Recorded data
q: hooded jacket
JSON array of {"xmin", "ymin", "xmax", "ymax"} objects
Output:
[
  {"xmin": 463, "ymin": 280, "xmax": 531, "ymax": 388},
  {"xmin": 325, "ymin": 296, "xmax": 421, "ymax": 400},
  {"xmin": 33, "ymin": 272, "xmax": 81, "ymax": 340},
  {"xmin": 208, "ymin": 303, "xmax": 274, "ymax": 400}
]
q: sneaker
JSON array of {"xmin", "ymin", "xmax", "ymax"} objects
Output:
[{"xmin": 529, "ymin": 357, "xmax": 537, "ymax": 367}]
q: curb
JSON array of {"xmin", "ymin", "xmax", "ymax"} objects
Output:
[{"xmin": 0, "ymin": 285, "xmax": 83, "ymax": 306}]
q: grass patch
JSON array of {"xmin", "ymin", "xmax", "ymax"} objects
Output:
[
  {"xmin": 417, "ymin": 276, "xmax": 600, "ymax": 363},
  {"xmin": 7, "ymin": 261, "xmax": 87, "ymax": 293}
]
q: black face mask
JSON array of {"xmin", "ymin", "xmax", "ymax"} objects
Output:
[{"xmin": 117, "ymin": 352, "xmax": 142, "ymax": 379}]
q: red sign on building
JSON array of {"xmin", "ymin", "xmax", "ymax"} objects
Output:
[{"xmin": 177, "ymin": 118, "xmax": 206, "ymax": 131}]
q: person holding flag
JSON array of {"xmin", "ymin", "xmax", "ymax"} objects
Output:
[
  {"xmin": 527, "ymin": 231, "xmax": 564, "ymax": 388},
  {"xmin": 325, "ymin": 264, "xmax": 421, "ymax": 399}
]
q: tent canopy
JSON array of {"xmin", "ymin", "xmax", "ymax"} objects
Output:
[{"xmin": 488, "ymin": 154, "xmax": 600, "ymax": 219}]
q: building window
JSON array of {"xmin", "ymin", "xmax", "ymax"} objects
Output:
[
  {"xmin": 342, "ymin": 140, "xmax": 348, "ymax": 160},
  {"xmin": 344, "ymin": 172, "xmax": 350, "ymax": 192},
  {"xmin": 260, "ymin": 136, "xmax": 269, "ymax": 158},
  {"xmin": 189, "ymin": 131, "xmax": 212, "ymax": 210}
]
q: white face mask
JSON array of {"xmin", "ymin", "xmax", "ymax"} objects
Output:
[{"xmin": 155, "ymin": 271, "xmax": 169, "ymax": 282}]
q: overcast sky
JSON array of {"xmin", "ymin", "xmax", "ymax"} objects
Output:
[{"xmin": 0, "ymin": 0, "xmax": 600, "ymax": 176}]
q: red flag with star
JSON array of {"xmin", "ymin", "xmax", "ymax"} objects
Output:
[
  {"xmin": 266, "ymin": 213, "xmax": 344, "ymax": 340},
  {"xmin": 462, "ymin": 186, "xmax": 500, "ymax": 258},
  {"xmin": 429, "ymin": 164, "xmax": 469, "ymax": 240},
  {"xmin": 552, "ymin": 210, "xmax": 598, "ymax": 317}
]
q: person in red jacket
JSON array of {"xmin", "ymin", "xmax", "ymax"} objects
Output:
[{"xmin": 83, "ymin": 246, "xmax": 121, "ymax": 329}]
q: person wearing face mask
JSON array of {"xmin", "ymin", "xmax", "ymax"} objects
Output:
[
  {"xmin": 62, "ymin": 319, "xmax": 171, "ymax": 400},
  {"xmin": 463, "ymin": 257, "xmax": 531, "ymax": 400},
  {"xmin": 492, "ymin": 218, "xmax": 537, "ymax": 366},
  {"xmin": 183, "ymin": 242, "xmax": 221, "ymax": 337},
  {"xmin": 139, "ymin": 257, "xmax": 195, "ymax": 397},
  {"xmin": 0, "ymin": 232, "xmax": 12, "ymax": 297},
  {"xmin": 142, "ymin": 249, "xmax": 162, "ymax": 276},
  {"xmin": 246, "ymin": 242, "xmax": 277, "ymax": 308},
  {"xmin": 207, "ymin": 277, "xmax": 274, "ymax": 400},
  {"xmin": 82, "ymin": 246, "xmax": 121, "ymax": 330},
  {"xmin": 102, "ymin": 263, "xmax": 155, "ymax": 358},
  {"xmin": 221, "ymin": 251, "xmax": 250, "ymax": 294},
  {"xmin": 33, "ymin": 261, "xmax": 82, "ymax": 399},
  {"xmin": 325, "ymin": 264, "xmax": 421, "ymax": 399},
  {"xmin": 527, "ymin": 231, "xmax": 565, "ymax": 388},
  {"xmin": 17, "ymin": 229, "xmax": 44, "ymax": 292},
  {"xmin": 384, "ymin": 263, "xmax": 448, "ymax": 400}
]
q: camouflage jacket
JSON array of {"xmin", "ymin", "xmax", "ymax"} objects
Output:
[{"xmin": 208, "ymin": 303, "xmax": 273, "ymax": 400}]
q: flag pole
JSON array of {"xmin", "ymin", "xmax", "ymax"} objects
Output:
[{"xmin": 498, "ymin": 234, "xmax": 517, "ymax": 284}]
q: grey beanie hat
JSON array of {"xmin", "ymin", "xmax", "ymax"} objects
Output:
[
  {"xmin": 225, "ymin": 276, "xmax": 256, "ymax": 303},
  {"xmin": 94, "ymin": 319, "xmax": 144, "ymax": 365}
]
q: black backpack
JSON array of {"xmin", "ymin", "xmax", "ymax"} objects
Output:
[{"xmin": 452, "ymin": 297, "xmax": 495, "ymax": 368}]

**Exercise aim:**
Gather each line of the material above that contains the word "building", and copy every such line in full. Treat the match as case-sensitive.

**Answer to the task:**
q: red sign on building
q: building window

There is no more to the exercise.